— begin Exercise materials —
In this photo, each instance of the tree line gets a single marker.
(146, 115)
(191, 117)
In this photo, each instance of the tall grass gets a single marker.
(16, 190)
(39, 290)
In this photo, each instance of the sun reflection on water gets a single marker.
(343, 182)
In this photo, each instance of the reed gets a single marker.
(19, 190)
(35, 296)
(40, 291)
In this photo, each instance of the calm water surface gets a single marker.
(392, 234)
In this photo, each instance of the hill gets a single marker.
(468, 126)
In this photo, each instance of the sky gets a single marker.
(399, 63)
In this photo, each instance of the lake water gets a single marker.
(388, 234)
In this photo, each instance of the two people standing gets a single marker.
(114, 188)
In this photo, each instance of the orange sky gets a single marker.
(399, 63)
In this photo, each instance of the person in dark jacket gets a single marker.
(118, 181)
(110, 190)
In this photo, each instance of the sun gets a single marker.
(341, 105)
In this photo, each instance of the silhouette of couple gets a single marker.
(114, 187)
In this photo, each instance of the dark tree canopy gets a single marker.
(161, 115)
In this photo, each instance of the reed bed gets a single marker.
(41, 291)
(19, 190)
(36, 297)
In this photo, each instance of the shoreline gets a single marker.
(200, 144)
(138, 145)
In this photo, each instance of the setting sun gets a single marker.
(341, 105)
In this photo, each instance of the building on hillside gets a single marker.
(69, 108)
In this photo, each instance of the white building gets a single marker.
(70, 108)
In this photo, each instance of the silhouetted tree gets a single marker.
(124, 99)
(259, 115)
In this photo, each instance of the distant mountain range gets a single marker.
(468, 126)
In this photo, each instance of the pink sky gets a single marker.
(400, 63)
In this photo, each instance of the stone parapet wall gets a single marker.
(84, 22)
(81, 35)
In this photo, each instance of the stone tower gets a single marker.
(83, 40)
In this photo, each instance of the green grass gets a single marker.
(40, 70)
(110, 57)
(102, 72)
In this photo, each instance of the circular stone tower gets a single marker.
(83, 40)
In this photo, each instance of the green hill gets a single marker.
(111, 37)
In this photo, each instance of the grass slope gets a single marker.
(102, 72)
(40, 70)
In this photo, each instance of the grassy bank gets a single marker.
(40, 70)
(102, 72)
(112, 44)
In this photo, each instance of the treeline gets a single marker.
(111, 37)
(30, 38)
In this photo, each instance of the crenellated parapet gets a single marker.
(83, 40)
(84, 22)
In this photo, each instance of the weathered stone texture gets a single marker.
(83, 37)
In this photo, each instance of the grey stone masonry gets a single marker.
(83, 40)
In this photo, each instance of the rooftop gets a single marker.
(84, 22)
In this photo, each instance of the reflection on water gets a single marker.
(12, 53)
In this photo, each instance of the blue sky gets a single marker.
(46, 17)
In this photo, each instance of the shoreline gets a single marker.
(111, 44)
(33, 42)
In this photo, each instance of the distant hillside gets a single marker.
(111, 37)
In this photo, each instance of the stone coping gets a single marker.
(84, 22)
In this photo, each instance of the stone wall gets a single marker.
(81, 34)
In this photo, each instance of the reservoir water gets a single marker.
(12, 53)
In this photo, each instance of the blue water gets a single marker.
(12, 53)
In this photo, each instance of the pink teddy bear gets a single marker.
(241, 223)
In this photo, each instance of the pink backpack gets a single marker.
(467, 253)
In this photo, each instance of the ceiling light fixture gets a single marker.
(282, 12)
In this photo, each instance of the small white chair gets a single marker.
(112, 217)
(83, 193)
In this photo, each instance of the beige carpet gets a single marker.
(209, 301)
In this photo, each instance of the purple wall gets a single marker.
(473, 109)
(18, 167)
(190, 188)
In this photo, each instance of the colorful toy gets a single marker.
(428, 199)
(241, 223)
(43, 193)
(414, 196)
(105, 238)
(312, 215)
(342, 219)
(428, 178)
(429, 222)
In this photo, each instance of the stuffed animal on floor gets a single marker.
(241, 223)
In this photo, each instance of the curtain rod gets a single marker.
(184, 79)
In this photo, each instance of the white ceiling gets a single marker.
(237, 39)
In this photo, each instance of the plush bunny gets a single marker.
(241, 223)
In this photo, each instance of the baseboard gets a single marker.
— end Exercise materials —
■ **Given request**
Reproduce the listing above word for word, from the first line through the last.

■ **Result for this exercise**
In this photo, each instance of the tree line gets a single marker.
(146, 115)
(191, 117)
In this photo, each instance of the tall grass gets a single marker.
(16, 190)
(39, 290)
In this photo, each instance of the sun reflection on water gets a single marker.
(343, 182)
In this photo, each instance of the reed gets a single marker.
(19, 190)
(35, 296)
(40, 291)
In this photo, each instance of the calm water surface gets a single marker.
(392, 234)
In this photo, each instance of the hill gets a single marker.
(468, 126)
In this photo, each instance of the sky gets a single marker.
(399, 63)
In this photo, each instance of the lake water gets a single marker.
(388, 234)
In this photo, each instance of the two people standing gets a single marker.
(114, 188)
In this photo, each instance of the orange sky gets a single marker.
(399, 63)
In this photo, each instance of the person in dark jacket gets a single marker.
(118, 181)
(110, 190)
In this photo, each instance of the sun gets a single marker.
(341, 105)
In this photo, each instance of the silhouette of couple gets a single marker.
(114, 187)
In this photo, each instance of the dark tree canopy gets a single marker.
(161, 115)
In this photo, each instance of the reed bed gets a single marker.
(41, 291)
(19, 190)
(36, 297)
In this photo, each instance of the shoreline gets a single marker.
(200, 144)
(138, 145)
In this photo, each instance of the setting sun gets a single marker.
(341, 105)
In this photo, each instance of the building on hillside gets a single marker.
(69, 108)
In this photo, each instance of the white building gets a single marker.
(70, 108)
In this photo, each instance of the silhouetted tree gets a single marker.
(124, 99)
(259, 115)
In this photo, each instance of the distant mountain range gets a single marker.
(468, 126)
In this photo, each instance of the pink sky gets a single marker.
(400, 63)
In this photo, each instance of the stone parapet wall gets a single marker.
(84, 22)
(81, 35)
In this photo, each instance of the stone tower gets a single marker.
(83, 40)
In this photo, each instance of the green grass gets a single marker.
(40, 70)
(110, 57)
(102, 72)
In this photo, each instance of the circular stone tower gets a single marker.
(83, 40)
In this photo, each instance of the green hill gets a single marker.
(111, 37)
In this photo, each instance of the grass slope gets a single marker.
(102, 72)
(40, 70)
In this photo, each instance of the grassy bank gets a single marker.
(40, 70)
(102, 72)
(112, 44)
In this photo, each instance of the treeline gets a single marker.
(111, 37)
(30, 38)
In this photo, each instance of the crenellated parapet gets a single marker.
(83, 40)
(84, 22)
In this photo, each instance of the weathered stone texture gets a single marker.
(83, 37)
In this photo, each instance of the grey stone masonry gets a single marker.
(83, 40)
In this photo, each instance of the rooftop gets a single marker.
(84, 22)
In this photo, each instance of the reflection on water gets a single marker.
(12, 53)
In this photo, each instance of the blue sky gets a single marker.
(46, 17)
In this photo, each instance of the shoreline gets a single marker.
(111, 44)
(33, 42)
In this photo, each instance of the distant hillside gets a single marker.
(111, 37)
In this photo, each instance of the stone coping gets a single marker.
(84, 22)
In this photo, each instance of the stone wall gets a single marker.
(81, 34)
In this photo, each instance of the reservoir water gets a single marker.
(12, 53)
In this photo, each instance of the blue water gets a single marker.
(12, 53)
In this photo, each instance of the pink teddy bear gets a single marker.
(241, 223)
In this photo, each instance of the pink backpack gets a single marker.
(467, 253)
In this photo, each instance of the ceiling light fixture gets a single marker.
(282, 12)
In this photo, each instance of the small white chair gets a single marker.
(112, 217)
(83, 193)
In this photo, each instance of the beige carpet gets a single marker.
(209, 301)
In this photo, each instance of the purple wall gets a single marker.
(473, 109)
(18, 167)
(190, 188)
In this photo, each instance of the colorful toy gets a single marker.
(428, 199)
(241, 223)
(43, 193)
(414, 196)
(105, 238)
(312, 215)
(342, 219)
(428, 178)
(429, 222)
In this photo, each instance of the stuffed animal on floor gets a single marker.
(241, 223)
In this photo, each instance of the curtain rod gets a single marker.
(184, 79)
In this photo, each instance of the white ceiling gets a single marker.
(237, 39)
In this photo, each instance of the plush bunny gets a single marker.
(241, 223)
In this photo, each instance of the baseboard gets a single marker.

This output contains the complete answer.